### YOUR OBJECTIVE
The entries below must be retyped in full. Keep every word the same.

### EXCERPTED DATA
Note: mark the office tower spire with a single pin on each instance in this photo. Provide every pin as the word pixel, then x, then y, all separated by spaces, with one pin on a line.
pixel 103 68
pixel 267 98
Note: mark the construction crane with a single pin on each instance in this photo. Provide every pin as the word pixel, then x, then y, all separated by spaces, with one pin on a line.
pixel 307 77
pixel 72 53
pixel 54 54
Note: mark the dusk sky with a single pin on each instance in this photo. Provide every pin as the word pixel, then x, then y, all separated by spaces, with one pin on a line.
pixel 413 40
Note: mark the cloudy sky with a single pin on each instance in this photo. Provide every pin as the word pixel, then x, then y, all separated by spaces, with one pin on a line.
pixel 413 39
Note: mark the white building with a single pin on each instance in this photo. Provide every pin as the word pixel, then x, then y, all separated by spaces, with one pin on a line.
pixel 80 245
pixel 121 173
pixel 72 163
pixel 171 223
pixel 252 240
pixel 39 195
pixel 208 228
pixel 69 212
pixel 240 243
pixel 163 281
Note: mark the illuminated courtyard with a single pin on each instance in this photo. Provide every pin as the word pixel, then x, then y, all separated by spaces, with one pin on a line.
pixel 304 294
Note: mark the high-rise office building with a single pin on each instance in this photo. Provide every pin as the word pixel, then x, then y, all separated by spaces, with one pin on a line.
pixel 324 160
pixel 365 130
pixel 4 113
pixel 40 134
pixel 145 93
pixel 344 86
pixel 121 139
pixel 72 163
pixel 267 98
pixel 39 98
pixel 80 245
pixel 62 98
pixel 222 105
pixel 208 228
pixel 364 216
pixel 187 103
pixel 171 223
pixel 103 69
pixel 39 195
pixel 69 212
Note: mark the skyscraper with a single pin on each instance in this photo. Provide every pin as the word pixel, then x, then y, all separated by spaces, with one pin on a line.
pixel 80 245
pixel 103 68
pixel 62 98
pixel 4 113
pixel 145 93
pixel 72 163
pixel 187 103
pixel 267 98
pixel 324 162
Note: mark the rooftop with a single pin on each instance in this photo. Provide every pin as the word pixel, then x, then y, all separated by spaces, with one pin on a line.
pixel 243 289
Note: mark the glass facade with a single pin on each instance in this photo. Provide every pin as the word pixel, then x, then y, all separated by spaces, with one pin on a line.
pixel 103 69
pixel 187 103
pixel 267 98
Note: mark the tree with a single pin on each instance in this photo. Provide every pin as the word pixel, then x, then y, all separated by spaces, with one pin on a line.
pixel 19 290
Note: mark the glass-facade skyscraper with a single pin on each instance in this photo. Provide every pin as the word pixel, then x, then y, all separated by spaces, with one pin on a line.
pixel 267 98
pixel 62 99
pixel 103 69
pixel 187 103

### COMPLETED TASK
Note: mark the office tower spire with a single pin on each instance in this photo. Provide every pin as the word pixel, then x, then y, all separated by spaces, with one pin on a line.
pixel 103 68
pixel 267 98
Note: mark the construction crane with a single pin on each instance in this photo. Provide every pin as the word pixel, then x, then y, all separated by spaces, with one pin on a line.
pixel 307 77
pixel 72 53
pixel 54 54
Note: mark the dusk sky with a single pin on each instance in this photo. Provide every pin as the word pixel, then x, then y, all separated by spaces, with one pin on a line.
pixel 413 40
Note: mark the cloudy sky with a single pin on each instance in this photo. Provide every pin as the word pixel, then x, then y, all separated by spaces, with one pin on a line.
pixel 413 39
Note: mark the white building with a single pin on each instance in this photo. Provide every pin as the word pixel, then x, then y, all separated by spaces, with one pin on a line.
pixel 80 245
pixel 121 173
pixel 72 163
pixel 171 223
pixel 252 240
pixel 39 195
pixel 208 228
pixel 69 212
pixel 240 243
pixel 163 281
Note: mark the illuminated courtyard with a single pin on each instance in this photo. Provide every pin as the word pixel, then x, then y, all separated by spaces, with one pin on a line.
pixel 304 294
Note: mark the high-rise office building with a single pin on each instance in this photo. Provide every pin as the word pixel, then x, then y, all separated by spaces, with one pin on a line.
pixel 324 160
pixel 365 130
pixel 4 113
pixel 40 134
pixel 145 93
pixel 344 86
pixel 121 139
pixel 72 163
pixel 267 98
pixel 39 98
pixel 80 245
pixel 62 98
pixel 222 105
pixel 208 228
pixel 364 216
pixel 187 103
pixel 171 223
pixel 103 69
pixel 39 195
pixel 69 212
Note: mark the skyscraper with a single pin on each instance in this photo. Provide every pin as the word pixel, then x, then y, all separated by spaces, with one pin on a line.
pixel 80 245
pixel 103 68
pixel 62 98
pixel 4 113
pixel 145 93
pixel 72 163
pixel 187 103
pixel 267 98
pixel 324 162
Note: mark the rooftop with a single pin on each instance in this photo. Provide every pin as the word pixel, then x, then y, all separated by spaces, with one pin on a line.
pixel 243 289
Note: mark the glass facade with a single pin on each instance in this photo. Provide every pin as the word pixel, then x, then y, all separated by spaces, with one pin on a line.
pixel 103 69
pixel 187 103
pixel 267 98
Note: mark the tree with a single pin on each instance in this photo. Provide every pin as the word pixel, then x, then y, all separated by spaces, with one pin on a line.
pixel 19 290
Note: mark the glass-facade skyscraper with a single pin on each instance in this photo. Provide every pin as the word pixel, then x, then y, all separated by spaces, with one pin on a line.
pixel 267 98
pixel 62 99
pixel 103 69
pixel 187 103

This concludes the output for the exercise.